» TASK REQUIREMENTS:
Your response should consist of the entries below, written out exactly.

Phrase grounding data
........

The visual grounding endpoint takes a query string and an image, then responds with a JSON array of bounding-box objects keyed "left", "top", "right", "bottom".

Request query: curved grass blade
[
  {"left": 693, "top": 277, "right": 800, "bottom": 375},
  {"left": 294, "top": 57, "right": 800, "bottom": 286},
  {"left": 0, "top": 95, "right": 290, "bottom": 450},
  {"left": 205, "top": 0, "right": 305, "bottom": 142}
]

........

» PROBLEM SOLUTION:
The visual grounding endpoint takes a query string and an image, then responds with a JSON array of bounding-box objects keyed "left", "top", "right", "bottom".

Request query: curved grass blade
[
  {"left": 693, "top": 277, "right": 800, "bottom": 375},
  {"left": 294, "top": 57, "right": 800, "bottom": 286},
  {"left": 0, "top": 95, "right": 290, "bottom": 450},
  {"left": 205, "top": 0, "right": 305, "bottom": 142}
]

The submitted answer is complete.